Written instruction 1 - In the problem statement about boxes, what value does each box start with?

Tanziro has ‘N’ boxes numbered from 0 to ‘N’ - 1. Initially, these boxes have values equal to zero. Nezuko wants to perform K operations and for each operation, she wants to update the value of some boxes by some value ‘X’. She gave Tanziro a 2D array ‘value’ of size ‘K’ * 3, Where the first element of the ith index in this array denotes the starting index of the box, the second element denotes the ending index of the box and the third element denotes the value to be given to the boxes in between these indexes. Now after the completion of all the ‘K’ operations Nezuko wants to know the value of all of these boxes. Help Tanziro in calculating the final values. All the indices are zero-based indexes.

For Example : 
‘N’ = 4, ‘K’ = 3, ‘coins’ = {0, 2, 3}, {1, 3, -5}, {0, 0, 7}.

Now in this example, after the first operation, the value on the boxes will be {0, 0, 0, 0} -> {3, 3, 3, 0}, after the second operation, the values will be {3, 3, 3, 0} -> {3, -2, -2, -5} and after the last operation the values are {3, -2, -2, 5} -> {10, -2, -2, 5}. Hence the answer is {10, -2, -2, 5}.
Detailed explanation ( Input/output format, Notes, Images )
Input Format : 
The first line of input format contains ‘T’, denoting the number of test cases. Then each test case follows.

The first line of each test case contains two integers ‘N’ and ‘K’, denoting the number of boxes Tanziro has and the number of operations Nezuko wants to perform, respectively.

Source records -
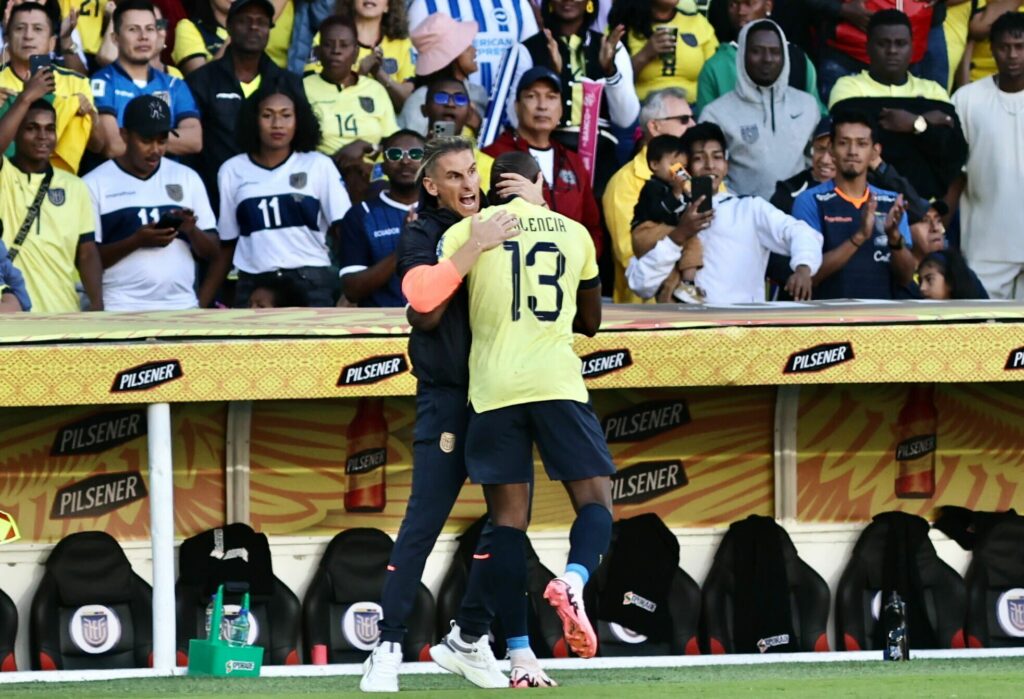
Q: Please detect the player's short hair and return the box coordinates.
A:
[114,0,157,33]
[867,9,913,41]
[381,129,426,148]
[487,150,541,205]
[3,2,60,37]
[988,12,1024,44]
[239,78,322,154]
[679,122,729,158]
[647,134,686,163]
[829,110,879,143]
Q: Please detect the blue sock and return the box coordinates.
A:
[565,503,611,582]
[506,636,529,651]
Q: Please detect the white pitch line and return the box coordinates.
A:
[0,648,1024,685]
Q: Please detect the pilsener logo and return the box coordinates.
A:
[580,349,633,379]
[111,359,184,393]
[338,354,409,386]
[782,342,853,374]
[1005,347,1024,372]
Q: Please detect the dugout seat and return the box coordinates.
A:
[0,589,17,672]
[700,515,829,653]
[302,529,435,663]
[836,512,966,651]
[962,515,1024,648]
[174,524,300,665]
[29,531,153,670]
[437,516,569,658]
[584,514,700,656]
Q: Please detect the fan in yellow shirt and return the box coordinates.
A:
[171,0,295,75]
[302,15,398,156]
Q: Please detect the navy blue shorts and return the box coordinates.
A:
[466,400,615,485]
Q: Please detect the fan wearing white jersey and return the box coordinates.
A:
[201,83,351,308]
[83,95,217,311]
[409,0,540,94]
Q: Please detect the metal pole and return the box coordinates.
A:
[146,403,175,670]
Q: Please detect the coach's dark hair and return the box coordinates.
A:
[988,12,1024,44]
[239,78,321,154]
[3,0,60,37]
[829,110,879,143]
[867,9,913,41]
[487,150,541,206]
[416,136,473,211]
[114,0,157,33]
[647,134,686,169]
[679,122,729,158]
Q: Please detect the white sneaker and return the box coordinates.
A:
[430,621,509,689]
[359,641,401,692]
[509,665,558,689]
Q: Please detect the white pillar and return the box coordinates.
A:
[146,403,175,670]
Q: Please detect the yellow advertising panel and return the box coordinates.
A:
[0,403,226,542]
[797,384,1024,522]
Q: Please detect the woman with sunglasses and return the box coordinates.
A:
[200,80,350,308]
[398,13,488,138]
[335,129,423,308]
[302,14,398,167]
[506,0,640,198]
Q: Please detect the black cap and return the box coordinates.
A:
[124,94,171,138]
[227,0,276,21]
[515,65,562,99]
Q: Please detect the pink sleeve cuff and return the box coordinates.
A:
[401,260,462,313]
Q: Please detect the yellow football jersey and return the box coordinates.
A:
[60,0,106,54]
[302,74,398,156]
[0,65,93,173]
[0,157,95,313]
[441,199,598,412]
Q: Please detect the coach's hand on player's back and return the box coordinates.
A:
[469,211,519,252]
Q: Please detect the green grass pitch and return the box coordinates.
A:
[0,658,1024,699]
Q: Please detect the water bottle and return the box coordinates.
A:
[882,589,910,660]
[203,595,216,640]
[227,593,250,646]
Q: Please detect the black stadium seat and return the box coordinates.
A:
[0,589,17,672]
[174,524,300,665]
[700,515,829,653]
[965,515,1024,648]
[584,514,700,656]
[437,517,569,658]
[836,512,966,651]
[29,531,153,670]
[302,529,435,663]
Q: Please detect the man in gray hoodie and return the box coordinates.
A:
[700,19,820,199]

Written instruction 2 - Echo the portion of the entries that opens with the line containing "Q: Please detect the man" and runs through the end of the entries, including both ends.

Problem solution 1 - Zero.

Problem solution 2 -
Q: Please detect the man in gray hoodie and return the box coordinates.
A:
[700,19,820,199]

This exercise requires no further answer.